(Items drawn from a data source)
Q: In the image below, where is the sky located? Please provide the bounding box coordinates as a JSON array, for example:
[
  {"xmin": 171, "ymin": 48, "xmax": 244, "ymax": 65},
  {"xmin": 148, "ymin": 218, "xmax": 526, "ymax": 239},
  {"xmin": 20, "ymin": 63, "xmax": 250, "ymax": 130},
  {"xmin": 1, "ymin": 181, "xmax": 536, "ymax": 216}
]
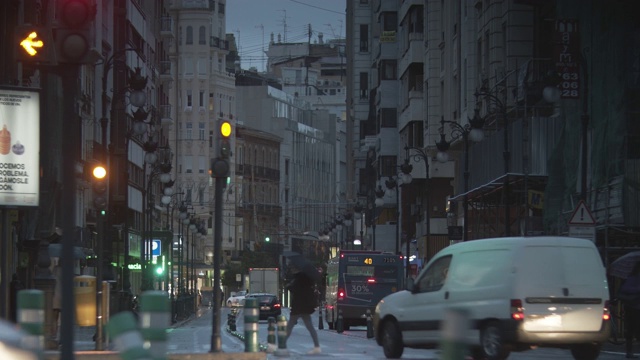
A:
[{"xmin": 226, "ymin": 0, "xmax": 347, "ymax": 71}]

▸ Your task: Reproduce all of the material above, requests included, scaling every bounding box coordinate in the answers by 0.7 and rounding to whole numbers, with halves rounded up. Keep the numbers in the requests and their sample formats unchanged, and leave the pictures out.

▸ Written solution:
Q: In the image below, where is the sky located? Please provide the bounding box coordinates as a JSON array, for example:
[
  {"xmin": 171, "ymin": 48, "xmax": 244, "ymax": 65},
  {"xmin": 148, "ymin": 218, "xmax": 526, "ymax": 239},
  {"xmin": 20, "ymin": 63, "xmax": 250, "ymax": 130},
  {"xmin": 1, "ymin": 181, "xmax": 536, "ymax": 216}
]
A:
[{"xmin": 158, "ymin": 0, "xmax": 243, "ymax": 50}]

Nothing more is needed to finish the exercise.